• Records shown
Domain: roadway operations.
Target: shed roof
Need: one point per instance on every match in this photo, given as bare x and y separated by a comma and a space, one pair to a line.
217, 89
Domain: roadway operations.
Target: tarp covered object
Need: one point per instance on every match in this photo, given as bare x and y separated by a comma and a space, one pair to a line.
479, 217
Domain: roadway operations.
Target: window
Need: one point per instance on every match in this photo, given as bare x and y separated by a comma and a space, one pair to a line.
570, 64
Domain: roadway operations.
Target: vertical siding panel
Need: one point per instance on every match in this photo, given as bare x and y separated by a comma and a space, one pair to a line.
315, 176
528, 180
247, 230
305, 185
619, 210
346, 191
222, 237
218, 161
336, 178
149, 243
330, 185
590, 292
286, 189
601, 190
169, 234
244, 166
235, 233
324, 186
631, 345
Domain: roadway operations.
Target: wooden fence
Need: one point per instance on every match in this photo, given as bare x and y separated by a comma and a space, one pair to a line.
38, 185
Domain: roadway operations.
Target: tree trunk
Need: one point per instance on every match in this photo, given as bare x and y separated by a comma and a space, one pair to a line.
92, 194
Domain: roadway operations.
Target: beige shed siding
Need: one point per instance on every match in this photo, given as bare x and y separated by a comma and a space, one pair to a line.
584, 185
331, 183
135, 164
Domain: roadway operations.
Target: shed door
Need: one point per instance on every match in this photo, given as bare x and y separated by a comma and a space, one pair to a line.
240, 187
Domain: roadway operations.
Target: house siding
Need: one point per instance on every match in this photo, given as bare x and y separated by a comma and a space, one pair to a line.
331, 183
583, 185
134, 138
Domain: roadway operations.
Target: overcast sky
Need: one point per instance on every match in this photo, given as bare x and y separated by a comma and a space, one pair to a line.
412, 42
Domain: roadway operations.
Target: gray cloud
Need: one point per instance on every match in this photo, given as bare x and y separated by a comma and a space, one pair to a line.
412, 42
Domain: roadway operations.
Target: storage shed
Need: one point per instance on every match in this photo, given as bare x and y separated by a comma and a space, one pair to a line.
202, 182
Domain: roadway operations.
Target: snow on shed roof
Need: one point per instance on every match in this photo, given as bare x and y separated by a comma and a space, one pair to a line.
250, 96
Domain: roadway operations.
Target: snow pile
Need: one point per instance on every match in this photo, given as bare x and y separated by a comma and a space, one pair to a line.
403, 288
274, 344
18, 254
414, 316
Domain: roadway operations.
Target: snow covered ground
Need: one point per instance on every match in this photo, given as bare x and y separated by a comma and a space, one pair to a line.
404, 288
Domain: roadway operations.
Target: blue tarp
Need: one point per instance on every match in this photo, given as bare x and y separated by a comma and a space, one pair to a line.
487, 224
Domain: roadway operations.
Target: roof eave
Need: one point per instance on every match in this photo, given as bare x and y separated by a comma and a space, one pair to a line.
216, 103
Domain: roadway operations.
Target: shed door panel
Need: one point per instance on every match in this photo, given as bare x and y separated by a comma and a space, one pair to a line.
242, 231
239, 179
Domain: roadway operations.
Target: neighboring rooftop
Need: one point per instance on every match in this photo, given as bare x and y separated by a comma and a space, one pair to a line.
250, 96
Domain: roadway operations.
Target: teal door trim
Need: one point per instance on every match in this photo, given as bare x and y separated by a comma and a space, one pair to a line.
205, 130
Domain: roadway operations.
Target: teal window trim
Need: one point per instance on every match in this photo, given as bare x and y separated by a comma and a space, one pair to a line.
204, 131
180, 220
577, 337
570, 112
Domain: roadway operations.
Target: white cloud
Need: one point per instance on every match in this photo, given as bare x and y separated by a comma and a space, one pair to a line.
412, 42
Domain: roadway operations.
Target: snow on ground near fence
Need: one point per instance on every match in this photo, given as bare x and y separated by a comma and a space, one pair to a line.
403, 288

• Instructions for the task
From the listing above, copy out each line where the word "trim" appears.

• Final answer
Target: teal door trim
Target: teal window trim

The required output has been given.